**TEXTO PARA REVISÃO**
Sexta-feira, 19 Abril

Sou Abadi: «o maior contingente europeu do Daesh vem de França. Temos de compreender o porquê.»

Estreou hoje nos cinemas nacionais a comédia Cherchez La Femme (Há quem prefira as de véu), o primeiro trabalho de ficção de Sou Abadi, cineasta francesa de origem iraniana.

No filme seguimos um jovem casal que se vê confrontado com a radicalização do irmão da rapariga e que proíbe qualquer contacto dela com o namorado. A solução? A solução para o rapaz é vestir um Xador, passar por uma mulher que guia a jovem pelos caminhos do Islão mais radical e sobreviver a tudo sem que o irmão da jovem também se apaixone por ele.

Abadi falou ao C7nema sobre a forte componente política que a sua comédia detém, das dificuldades que enfrentou na concretização da obra, das influências e da sua esperança, nem que seja no mercado negro, de os iranianos poderem ver o filme.

Aqui ficam as suas palavras:


O que a levou a fazer um filme com esta temática e como se processou a génese do conceito?

**TAREFA**
Transcreva, sem qualquer alteração, o trecho do texto sobre Sou Abadi que vai desde "Sexta-feira, 19 Abril" até "apaixone por ele.", inclusive.

**DADOS APRESENTADOS**
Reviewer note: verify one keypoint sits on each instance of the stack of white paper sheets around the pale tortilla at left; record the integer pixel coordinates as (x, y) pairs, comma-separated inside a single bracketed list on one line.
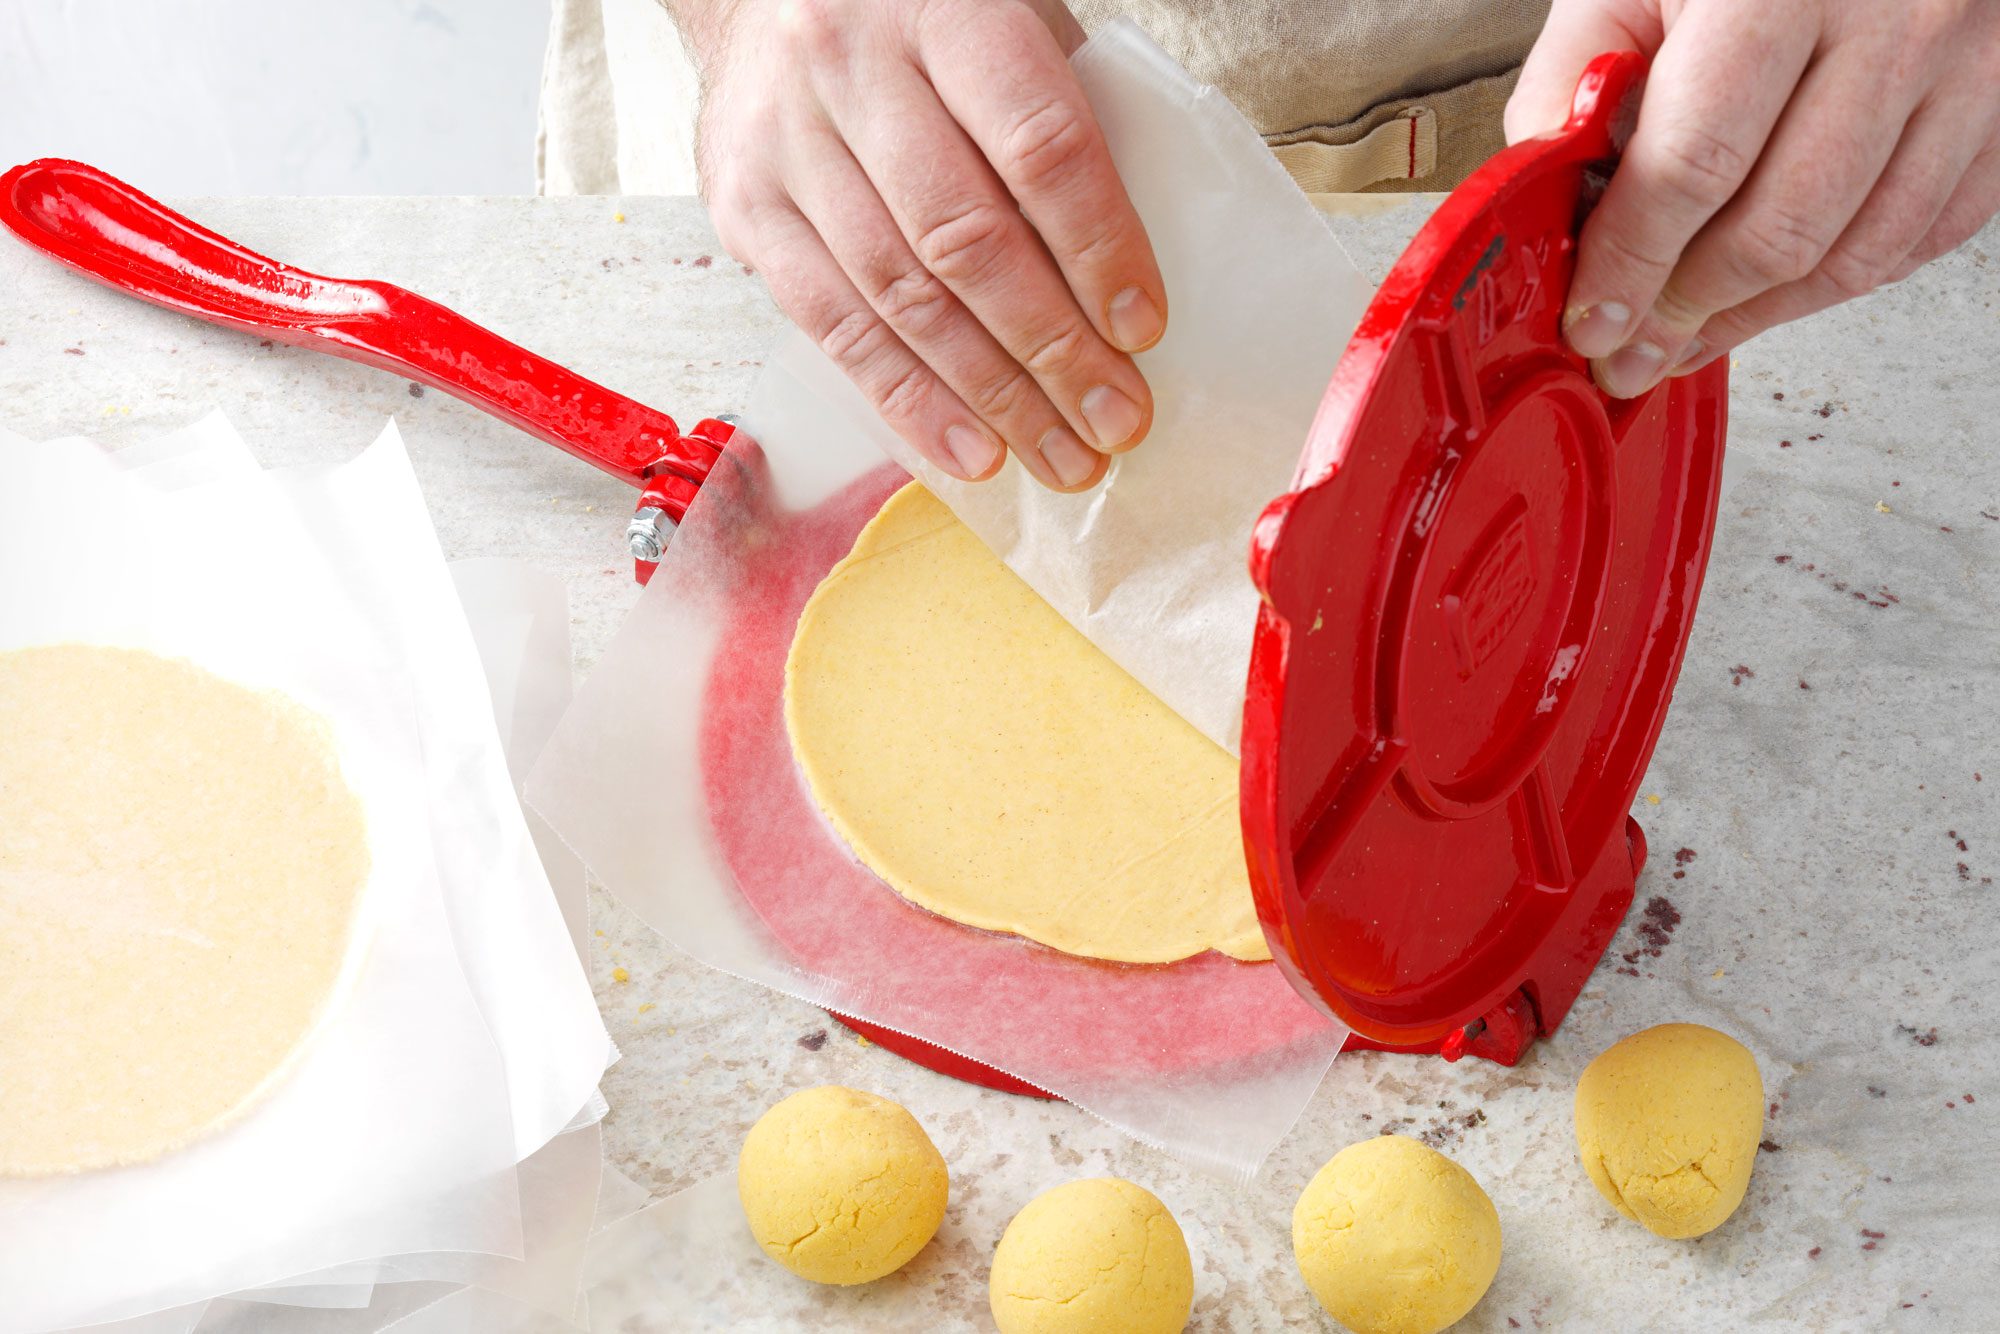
[(399, 1131)]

**SOLUÇÃO**
Sexta-feira, 19 Abril

Sou Abadi: «o maior contingente europeu do Daesh vem de França. Temos de compreender o porquê.»

Estreou hoje nos cinemas nacionais a comédia Cherchez La Femme (Há quem prefira as de véu), o primeiro trabalho de ficção de Sou Abadi, cineasta francesa de origem iraniana.

No filme seguimos um jovem casal que se vê confrontado com a radicalização do irmão da rapariga e que proíbe qualquer contacto dela com o namorado. A solução? A solução para o rapaz é vestir um Xador, passar por uma mulher que guia a jovem pelos caminhos do Islão mais radical e sobreviver a tudo sem que o irmão da jovem também se apaixone por ele.